**Pointing dataset records:**
* * *

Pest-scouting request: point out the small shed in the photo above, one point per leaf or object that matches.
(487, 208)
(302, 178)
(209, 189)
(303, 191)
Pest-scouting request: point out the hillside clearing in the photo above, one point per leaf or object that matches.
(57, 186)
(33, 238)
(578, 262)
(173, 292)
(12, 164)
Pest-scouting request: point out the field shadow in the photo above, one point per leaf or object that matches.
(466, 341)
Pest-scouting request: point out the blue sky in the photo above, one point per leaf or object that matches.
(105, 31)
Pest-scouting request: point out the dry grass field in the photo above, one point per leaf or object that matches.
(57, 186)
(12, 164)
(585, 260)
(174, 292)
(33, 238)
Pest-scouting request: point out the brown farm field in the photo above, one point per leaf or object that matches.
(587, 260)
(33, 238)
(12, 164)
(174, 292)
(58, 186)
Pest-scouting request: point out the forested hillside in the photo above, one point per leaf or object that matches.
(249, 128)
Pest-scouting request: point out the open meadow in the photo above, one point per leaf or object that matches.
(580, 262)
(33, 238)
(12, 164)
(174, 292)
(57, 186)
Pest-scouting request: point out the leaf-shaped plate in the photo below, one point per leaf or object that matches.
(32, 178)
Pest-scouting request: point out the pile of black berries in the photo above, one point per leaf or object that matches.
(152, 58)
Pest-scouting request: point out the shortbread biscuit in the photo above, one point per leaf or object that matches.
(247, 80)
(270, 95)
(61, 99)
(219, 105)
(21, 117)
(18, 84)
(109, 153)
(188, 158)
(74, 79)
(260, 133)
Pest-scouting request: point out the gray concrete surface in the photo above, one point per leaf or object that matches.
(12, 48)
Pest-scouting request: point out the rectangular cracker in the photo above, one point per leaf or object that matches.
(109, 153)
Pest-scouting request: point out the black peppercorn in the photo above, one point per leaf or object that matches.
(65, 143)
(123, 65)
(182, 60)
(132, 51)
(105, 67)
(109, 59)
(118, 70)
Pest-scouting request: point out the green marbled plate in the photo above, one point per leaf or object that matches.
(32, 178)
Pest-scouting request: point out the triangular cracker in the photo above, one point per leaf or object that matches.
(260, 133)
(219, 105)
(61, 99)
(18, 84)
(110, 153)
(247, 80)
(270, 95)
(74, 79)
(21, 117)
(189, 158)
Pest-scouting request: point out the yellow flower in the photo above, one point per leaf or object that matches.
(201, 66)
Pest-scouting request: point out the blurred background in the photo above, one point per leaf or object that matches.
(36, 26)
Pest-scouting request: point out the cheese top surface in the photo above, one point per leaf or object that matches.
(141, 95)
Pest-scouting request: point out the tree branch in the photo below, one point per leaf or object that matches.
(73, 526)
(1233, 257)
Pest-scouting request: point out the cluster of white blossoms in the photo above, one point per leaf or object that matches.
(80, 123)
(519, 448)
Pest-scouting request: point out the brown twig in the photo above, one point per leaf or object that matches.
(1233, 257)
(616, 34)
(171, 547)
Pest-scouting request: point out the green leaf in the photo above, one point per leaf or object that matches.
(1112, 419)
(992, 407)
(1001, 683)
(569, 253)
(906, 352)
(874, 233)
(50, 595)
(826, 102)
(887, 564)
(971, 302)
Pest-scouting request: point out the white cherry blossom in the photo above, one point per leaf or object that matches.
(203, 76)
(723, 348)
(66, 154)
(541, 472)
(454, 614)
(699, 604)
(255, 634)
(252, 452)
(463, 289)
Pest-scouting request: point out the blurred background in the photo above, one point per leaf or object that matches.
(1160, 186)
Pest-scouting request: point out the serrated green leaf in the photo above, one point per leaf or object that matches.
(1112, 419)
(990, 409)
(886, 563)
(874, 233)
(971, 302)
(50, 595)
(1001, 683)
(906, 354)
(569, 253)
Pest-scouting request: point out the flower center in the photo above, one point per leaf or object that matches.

* * *

**Task prompt:**
Write out the records above line for line, with no changes.

**Right answer:**
Pest-scouting request: point out the small shed in the photo above, one point per leaf or object that matches.
(487, 208)
(302, 178)
(209, 189)
(303, 191)
Pest-scouting request: point out the hillside clearing in the photo above, one point per leaf or object that matches.
(57, 186)
(33, 238)
(578, 262)
(173, 292)
(12, 164)
Pest-scouting request: point out the field shadow in the photo above, one point per leaf or object that matches.
(466, 341)
Pest-scouting request: point out the blue sky in the photo above, one point per leaf or object that matches.
(105, 31)
Pest-scouting request: point out the dry grass field in the photo above, one point per leaf or object that matches.
(57, 186)
(12, 164)
(585, 260)
(174, 292)
(33, 238)
Pest-scouting request: point out the brown farm field in the photo above, one point per leaf or object that matches.
(587, 260)
(33, 238)
(12, 164)
(174, 292)
(58, 186)
Pest-scouting request: point out the forested hillside in the photo above, one point per leaf or object that matches.
(249, 128)
Pest-scouting request: point out the open meadow in the photo above, one point per leaf or object that matches.
(580, 262)
(33, 238)
(12, 164)
(174, 292)
(57, 186)
Pest-scouting request: point out the leaf-shaped plate in the photo below, one point per leaf or object that matches.
(32, 178)
Pest-scouting request: point out the pile of black berries in the photo above, one point per leaf or object that matches.
(152, 58)
Pest-scouting request: point out the shortbread biscuit in the photo above, one point per leaf or object that matches.
(247, 80)
(270, 95)
(61, 99)
(219, 105)
(21, 117)
(18, 84)
(109, 153)
(188, 158)
(74, 79)
(260, 133)
Pest-scouting request: point out the gray concrete surface in the photo above, one point per leaf or object that matches.
(12, 48)
Pest-scouting request: point out the rectangular cracker in the photo above, one point per leaf or object that matches.
(109, 153)
Pest-scouting request: point out the black peppercorn in the photo above, one point per leaf or object that matches.
(65, 143)
(123, 65)
(182, 60)
(132, 51)
(105, 67)
(109, 59)
(118, 70)
Pest-scouting request: point out the green marbled plate in the photo above, one point per leaf or object that matches.
(32, 178)
Pest-scouting request: point out the triangular cracker in the photo above, one point per leaf or object that matches.
(260, 133)
(219, 105)
(61, 99)
(18, 84)
(110, 153)
(247, 80)
(270, 95)
(74, 79)
(21, 117)
(189, 158)
Pest-scouting request: point out the yellow flower in the photo above, one point per leaf or object that matches.
(201, 66)
Pest-scouting request: point out the blurred background in the photo above, one point per leaf or object that matches.
(36, 26)
Pest-scouting request: point out the cheese top surface in the photo above, one point per leaf or object that matches.
(141, 95)
Pest-scouting request: point out the tree branch in the photo below, one point per leaf or object that matches.
(73, 526)
(1233, 257)
Pest-scouting request: point out the cluster of white blossoms in the photo above, one point per leaf or object that matches.
(80, 123)
(519, 448)
Pest-scouting request: point out the brown twig in the photo above, one point per leaf or object that matches.
(1233, 257)
(616, 34)
(171, 547)
Pest-scouting request: point out the green leaf in the photo above, one point per leaf or object that matches.
(1112, 419)
(992, 407)
(1001, 683)
(569, 253)
(906, 352)
(874, 233)
(50, 595)
(826, 102)
(887, 564)
(971, 302)
Pest-scouting request: point out the white cherry blossom in the photo above, one point per leaf or object that matches.
(203, 76)
(723, 348)
(66, 154)
(541, 472)
(454, 614)
(699, 604)
(255, 634)
(252, 452)
(463, 289)
Pest-scouting request: point out the blurred background in the photo above, one point per leaf or object that matches.
(1160, 186)
Pest-scouting request: point out the serrated green leaf in the photo above, one point per leaf or object that matches.
(1112, 419)
(990, 409)
(886, 563)
(874, 233)
(971, 302)
(50, 595)
(1001, 683)
(906, 354)
(569, 253)
Pest-scouting request: point out the flower center in the photo above, one point per leaf or object that matches.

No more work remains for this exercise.